Parts of the exercise:
A. Translate this sentence from the post about a reissue label into French: "Astonishingly, some albums that had gone out of print and been revived by Infinite Zero have again become deleted since the label's demise."
B. Copy out part of the post about a reissue label. Begin at the words "Thursday, August 31, 2006" and stop after "there's any justice.". Change "Infinite Zero" to "Endless Nought" throughout.

Source text:
Thursday, August 31, 2006
Zero as a limit
When they come to write the story of independent and boutique labels (and recent tomes on Warp, Factory and Rough Trade suggest that this day is drawing ever closer), a whole chapter should be devoted to the short-lived but peerless Infinite Zero, if there's any justice.
Run and curated by Rick Rubin and Henry Rollins for a couple of years in the mid-90s, the label was devoted to re-releasing the obscure and offbeat, and those records that had scandalously been allowed to go out of print. While it wasn't an independent label-- it was distributed through Rubin's American Recordings, and hence through Warners-- it had an A&R policy so eclectic that it made most indies seem impossibly conservative. Because they only had to answer to themselves, the releases reflected the founders' tastes, and you can sometimes detect the guiding hand of Rollins or Rubin in the labels' choices. The two Trouble Funk albums released on Infinite Zero, for example, were surely at the behest of Rubin, whose love of go-go shone through his production of Def Jam's The Junkyard Band back in 1986. The numerous Alan Vega releases, on the other hand, must be Rollins' contribution; his affiliation with Vega, and love of Suicide, can be seen in the support his 2.13.61 publishing house continues to give to this day, publishing tomes of Vega's lyrics and issuing CDs of the man's later material.
Other releases reflected the labels "because we can" philosophy. Examples include Iceberg Slim's Reflections and Louise Huebner's Seduction Through Witchcraft, a track from which appears below. The latter featured a self-professed witch's incanations over primitive Walter Carlos-era electronics; the former was the spoken-word/jazz offering from literature's most famous pimp. Astonishingly, some albums that had gone out of print and been revived by Infinite Zero have again become deleted since the label's demise. For example, Rubin and Rollins re-released Gang of Four's third LP, Songs of the Free, when the Futureheads were still in short trousers. Why now, in the post-Rip It Up era, has this been allowed to disappear from the record racks? It'd sell, surely?

Stored items:

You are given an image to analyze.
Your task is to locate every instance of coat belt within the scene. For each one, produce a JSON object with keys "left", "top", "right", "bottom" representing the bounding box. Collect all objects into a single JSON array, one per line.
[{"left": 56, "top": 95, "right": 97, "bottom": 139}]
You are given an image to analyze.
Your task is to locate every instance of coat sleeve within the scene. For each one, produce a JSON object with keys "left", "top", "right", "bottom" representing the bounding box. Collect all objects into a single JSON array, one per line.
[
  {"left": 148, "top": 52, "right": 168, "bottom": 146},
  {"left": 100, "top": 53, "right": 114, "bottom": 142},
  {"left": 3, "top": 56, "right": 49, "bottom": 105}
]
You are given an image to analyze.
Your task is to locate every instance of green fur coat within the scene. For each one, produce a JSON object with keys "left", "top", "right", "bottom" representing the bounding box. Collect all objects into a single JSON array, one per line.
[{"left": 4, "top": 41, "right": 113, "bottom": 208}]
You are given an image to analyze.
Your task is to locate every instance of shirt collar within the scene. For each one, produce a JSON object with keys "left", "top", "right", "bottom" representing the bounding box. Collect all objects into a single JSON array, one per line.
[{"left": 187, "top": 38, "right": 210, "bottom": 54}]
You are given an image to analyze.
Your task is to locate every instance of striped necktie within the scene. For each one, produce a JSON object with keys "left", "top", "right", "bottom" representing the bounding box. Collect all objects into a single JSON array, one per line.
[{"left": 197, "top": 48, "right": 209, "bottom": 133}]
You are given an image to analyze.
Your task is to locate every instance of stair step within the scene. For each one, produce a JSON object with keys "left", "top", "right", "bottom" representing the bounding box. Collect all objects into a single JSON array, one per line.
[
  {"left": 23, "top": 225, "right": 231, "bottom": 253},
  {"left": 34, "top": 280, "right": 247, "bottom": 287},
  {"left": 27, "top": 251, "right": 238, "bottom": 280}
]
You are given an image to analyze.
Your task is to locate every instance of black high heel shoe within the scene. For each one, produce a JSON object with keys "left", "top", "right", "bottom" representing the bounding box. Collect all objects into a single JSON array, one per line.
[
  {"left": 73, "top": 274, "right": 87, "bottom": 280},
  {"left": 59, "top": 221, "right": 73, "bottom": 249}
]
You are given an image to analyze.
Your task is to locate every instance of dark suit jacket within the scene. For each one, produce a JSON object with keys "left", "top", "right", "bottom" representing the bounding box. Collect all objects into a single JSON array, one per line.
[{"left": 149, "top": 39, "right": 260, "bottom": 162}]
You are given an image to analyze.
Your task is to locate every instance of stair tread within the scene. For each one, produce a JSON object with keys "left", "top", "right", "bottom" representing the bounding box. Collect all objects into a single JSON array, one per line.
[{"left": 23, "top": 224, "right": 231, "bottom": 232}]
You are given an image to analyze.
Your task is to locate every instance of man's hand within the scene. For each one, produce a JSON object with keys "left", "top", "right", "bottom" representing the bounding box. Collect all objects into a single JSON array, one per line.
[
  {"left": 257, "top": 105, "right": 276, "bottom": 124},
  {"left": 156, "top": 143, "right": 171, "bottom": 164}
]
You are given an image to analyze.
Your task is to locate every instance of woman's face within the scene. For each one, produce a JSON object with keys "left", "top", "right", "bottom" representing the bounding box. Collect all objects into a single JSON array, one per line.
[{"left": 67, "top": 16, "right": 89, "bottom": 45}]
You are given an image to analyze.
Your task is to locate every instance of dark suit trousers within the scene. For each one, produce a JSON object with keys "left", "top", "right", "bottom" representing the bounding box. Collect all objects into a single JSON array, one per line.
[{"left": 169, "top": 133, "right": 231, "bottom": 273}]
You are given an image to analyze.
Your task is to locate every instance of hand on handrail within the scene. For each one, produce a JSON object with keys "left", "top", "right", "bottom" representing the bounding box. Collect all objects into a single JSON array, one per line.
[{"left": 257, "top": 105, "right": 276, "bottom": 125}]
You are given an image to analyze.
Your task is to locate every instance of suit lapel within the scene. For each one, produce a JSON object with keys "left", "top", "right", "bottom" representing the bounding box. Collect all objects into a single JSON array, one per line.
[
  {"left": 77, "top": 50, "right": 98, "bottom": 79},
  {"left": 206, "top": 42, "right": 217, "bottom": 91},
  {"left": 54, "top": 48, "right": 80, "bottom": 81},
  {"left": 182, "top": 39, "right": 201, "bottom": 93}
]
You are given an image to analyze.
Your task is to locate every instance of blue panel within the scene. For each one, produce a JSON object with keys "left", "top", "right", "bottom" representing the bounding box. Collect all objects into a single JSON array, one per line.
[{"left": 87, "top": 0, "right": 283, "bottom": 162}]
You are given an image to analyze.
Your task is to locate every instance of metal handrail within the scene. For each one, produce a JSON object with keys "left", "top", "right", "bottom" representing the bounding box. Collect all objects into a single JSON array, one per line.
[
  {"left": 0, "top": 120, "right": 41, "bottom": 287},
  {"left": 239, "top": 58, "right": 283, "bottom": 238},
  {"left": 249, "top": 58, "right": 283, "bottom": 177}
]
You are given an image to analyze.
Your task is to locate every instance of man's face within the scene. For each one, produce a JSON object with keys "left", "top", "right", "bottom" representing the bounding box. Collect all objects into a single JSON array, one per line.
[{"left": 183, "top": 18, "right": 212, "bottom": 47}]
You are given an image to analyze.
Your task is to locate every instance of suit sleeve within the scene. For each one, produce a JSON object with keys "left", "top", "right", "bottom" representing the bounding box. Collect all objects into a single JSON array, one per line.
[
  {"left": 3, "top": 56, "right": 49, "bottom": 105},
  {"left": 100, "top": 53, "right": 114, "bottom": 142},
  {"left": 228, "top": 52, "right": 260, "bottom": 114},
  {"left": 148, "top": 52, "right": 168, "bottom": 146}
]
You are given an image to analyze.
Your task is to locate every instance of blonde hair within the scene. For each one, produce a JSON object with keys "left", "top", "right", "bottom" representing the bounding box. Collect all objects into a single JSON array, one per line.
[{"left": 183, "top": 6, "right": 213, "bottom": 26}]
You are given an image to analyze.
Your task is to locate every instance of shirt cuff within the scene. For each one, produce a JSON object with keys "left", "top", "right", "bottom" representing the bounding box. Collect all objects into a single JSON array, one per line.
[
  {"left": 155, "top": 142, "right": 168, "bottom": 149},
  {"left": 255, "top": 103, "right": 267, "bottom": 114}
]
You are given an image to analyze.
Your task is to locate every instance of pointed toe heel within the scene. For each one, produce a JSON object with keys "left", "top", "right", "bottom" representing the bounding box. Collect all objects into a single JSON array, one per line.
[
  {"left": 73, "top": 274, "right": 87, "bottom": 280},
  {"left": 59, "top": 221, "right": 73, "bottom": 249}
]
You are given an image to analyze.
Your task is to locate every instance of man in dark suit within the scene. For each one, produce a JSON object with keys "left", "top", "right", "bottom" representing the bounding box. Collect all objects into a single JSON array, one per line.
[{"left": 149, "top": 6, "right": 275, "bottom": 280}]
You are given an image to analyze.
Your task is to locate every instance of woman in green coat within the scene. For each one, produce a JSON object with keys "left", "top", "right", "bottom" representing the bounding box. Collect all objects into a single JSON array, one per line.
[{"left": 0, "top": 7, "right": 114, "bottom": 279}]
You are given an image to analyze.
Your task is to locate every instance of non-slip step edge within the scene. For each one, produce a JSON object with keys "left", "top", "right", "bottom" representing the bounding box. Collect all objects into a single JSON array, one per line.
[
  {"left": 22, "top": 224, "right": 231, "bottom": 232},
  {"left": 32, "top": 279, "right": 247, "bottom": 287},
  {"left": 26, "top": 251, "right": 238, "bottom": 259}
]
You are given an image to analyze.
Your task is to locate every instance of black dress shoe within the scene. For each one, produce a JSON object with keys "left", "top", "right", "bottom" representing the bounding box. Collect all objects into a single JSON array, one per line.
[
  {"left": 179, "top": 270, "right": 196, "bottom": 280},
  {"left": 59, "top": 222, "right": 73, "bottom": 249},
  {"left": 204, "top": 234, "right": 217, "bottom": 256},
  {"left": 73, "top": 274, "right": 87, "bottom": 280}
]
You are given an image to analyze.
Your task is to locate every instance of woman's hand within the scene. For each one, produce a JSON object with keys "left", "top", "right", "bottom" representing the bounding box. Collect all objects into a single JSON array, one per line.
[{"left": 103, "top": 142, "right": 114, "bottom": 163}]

---

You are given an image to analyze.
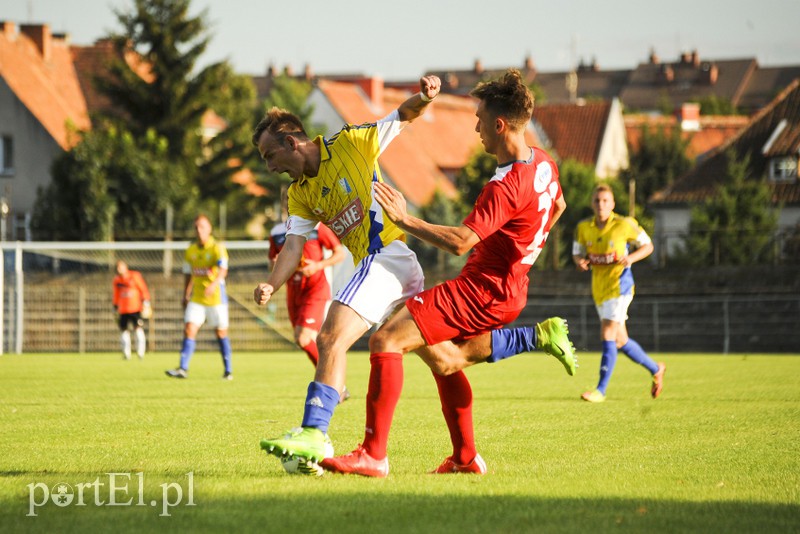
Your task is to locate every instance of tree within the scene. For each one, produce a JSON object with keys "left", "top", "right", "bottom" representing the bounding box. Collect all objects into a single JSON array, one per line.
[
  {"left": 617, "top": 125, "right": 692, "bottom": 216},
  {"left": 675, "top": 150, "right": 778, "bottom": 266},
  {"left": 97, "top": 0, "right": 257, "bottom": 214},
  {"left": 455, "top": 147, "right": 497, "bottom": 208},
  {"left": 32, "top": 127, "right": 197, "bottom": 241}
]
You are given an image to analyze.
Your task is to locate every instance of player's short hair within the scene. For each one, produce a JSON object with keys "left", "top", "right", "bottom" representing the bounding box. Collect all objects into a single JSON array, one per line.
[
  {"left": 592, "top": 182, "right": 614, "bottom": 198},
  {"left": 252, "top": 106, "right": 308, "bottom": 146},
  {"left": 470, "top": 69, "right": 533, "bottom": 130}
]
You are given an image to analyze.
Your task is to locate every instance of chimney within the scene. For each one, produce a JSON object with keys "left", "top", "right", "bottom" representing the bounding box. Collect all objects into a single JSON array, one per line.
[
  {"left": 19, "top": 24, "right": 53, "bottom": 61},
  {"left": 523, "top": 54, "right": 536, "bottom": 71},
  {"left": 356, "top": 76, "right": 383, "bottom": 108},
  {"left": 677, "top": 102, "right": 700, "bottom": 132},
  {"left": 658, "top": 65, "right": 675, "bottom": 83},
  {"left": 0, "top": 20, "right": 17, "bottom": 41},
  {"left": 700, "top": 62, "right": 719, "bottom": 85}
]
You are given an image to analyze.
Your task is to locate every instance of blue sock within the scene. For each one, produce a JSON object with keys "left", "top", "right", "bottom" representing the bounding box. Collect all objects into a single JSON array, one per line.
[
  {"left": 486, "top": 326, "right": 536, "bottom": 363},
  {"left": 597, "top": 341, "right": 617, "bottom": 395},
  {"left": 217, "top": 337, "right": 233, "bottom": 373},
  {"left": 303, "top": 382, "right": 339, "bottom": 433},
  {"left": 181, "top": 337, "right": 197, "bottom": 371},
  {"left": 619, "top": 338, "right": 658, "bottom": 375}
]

Solutions by task:
A. Étonnamment, certains albums qui avaient été épuisés puis ressuscités par Infinite Zero ont de nouveau été retirés du catalogue depuis la disparition du label.

B.
Thursday, August 31, 2006
Zero as a limit
When they come to write the story of independent and boutique labels (and recent tomes on Warp, Factory and Rough Trade suggest that this day is drawing ever closer), a whole chapter should be devoted to the short-lived but peerless Endless Nought, if there's any justice.